◆ The tasks ◆
- a) According to the blog excerpt, what did the writer and Alex spend all of Tuesday doing for Steve?
- b) Please duplicate the blog excerpt, starting at "On Tuesday Alex" and ending at "the next day.".
- c) Write the next part of the blog excerpt, picking up right after its last sentence.

This, I totally appreciate.

Despite being completely jaded by my marriage experience, and never wanting to experience it again (at the moment), I do respect those who are married and make it work. It's certainly not easy, and you ALWAYS have to want it. I know how hard this can be and how it's much easier to believe it will just work, and then before you know it, you end up stuck in a rut.
I realize you have to make sure everyday, that you spend time remembering all the things you love and like about your partner. Talk to them, tell them HOW YOU FEEL, and don't focus on the negative stuff. Let them grow, grow yourself, and grow together.

It's not easy, but why should a great thing be easy to keep?!

Sep 24, 2009

This week in York. . . (Bob Marley Story)


On Tuesday Alex and I split wood for Steve all day. At the end of the day Steve came back and we ate whitetail deer for dinner with Julie and Bob(?), who moved to York last year. The deer was amazing! He seared it on both sides then left it to stew all day with onions- it just fell apart when we ate it. The closest thing I can compare it to is lamb, but it's so much better than lamb.

Steve had gone to Kay's house that day to train her dog. While he was there he told her about us and she said that she'd love to have some painting done. I called her that night after dinner and we arranged for me to go down the next day and start painting. After that Alex, Julie, Bob and I all went down to the bar and had a few drinks and a few shots of Alex's new favorite whiskey Early Times. Before we parted I told Julie that I'd come read her tarot cards the next day.

In the morning I was HUNG OVER! Terrible headache, but I pulled myself outta bed and drove out to Helena to start painting for Kay. Turned out I spent the whole day sanding down the porch. Kay was amazingly nice and bought me a latte in the morning and took me out to get crepes in the afternoon. The owner of the crepe shop does all the major catering in Helena, especially for the Democratic Conventions Kay said. Kay's a democrat, difficult to find here in Helena, and we've had some great conversations about the president and healthcare and racial equality.

◆ Collected material ◆
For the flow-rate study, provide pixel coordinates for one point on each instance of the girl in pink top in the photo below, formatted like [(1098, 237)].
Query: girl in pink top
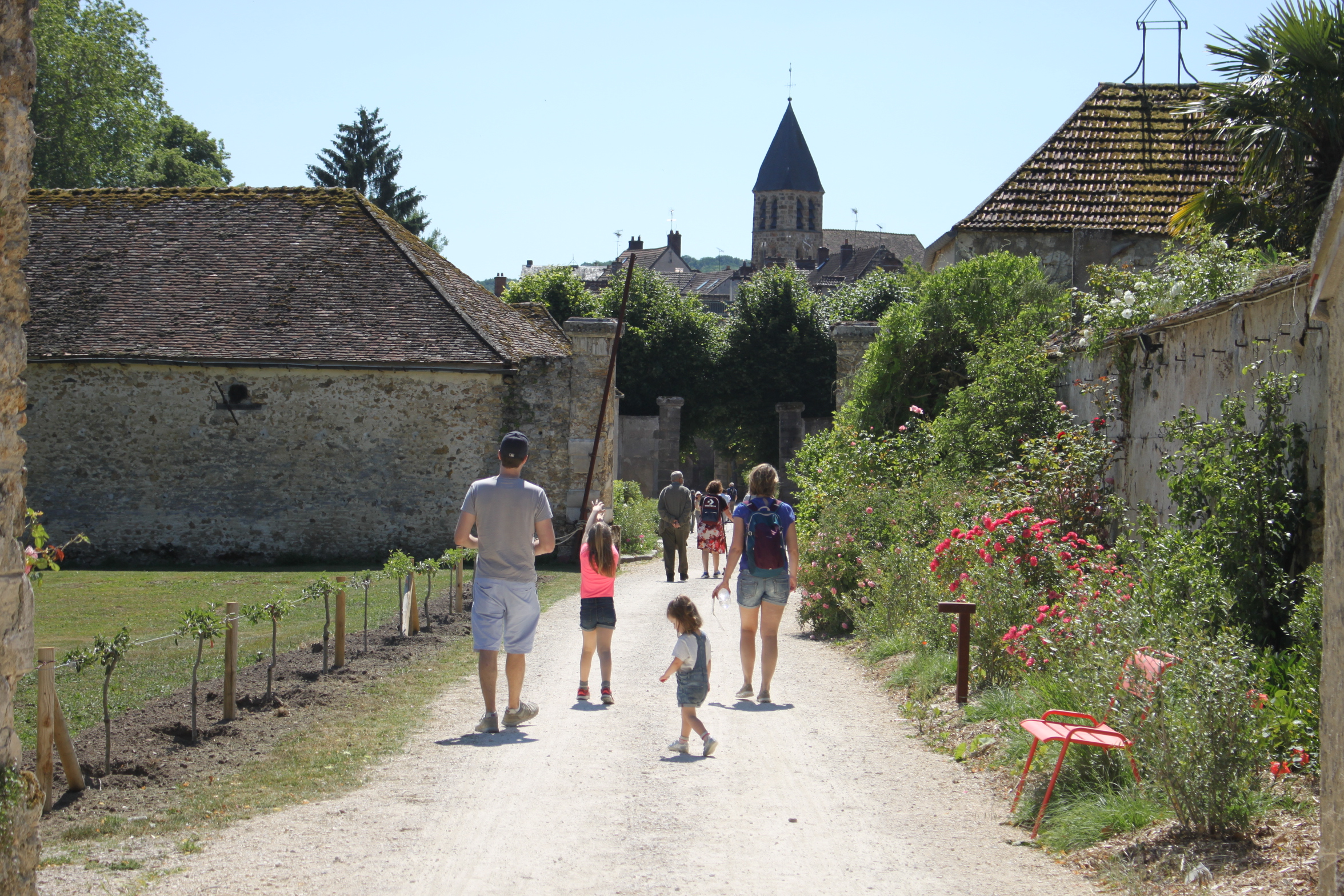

◆ Responses ◆
- a) Splitting wood.

- b)
On Tuesday Alex and I split wood for Steve all day. At the end of the day Steve came back and we ate whitetail deer for dinner with Julie and Bob(?), who moved to York last year. The deer was amazing! He seared it on both sides then left it to stew all day with onions- it just fell apart when we ate it. The closest thing I can compare it to is lamb, but it's so much better than lamb.

Steve had gone to Kay's house that day to train her dog. While he was there he told her about us and she said that she'd love to have some painting done. I called her that night after dinner and we arranged for me to go down the next day and start painting. After that Alex, Julie, Bob and I all went down to the bar and had a few drinks and a few shots of Alex's new favorite whiskey Early Times. Before we parted I told Julie that I'd come read her tarot cards the next day.

- c)
I went to read Julie's cards that night, and some of the things in the cards really clicked with her. And she told me this great story about how she once met Bob Marley:

Well I was really depressed and I was living in Portland. And there was this guy that was trying to date me and I really wasn't into it. But one day he told me, "Julie I want you to come meet someone, not a date, no boyfriend and girlfriend thing, I just want you to come meet this guy cuz I'm worried about you and I don't like to see you unhappy." So I go with him to this bar. And in the bar there's this big tough looking guy, the kind of guy where if you were walking down the same side of the street you'd cross to the other side. But I looked in his eyes for three seconds, I counted, three seconds and he had the kindest most open eyes of anyone I've ever met. Just so kind.

And he and I became friends, he thought of me like a little sister. He was a music promoter and so we saw a lot of shows. And one time we jumped in his car and drove all the way to Brooklyn, New York to meet his family and I got to meet all his friends back home. We took 2 and a half weeks to get there stopping on the way.

Well one day I'm bored and I give him a call, "What're you up to?"

"What're you up to?"

"Nothin, I'm bored."

"Well, I'm tryin to get some paperwork done but I keep getting interupted." He owned a bar and so I offer to come down and help out. It's illegal cuz I'm only 19 at the time, but I offer to just jump behind the bar and get things when people need them so he can sit down and finish his work.

"You'd really do that? I only need about an hour" he says and I said "Well sure."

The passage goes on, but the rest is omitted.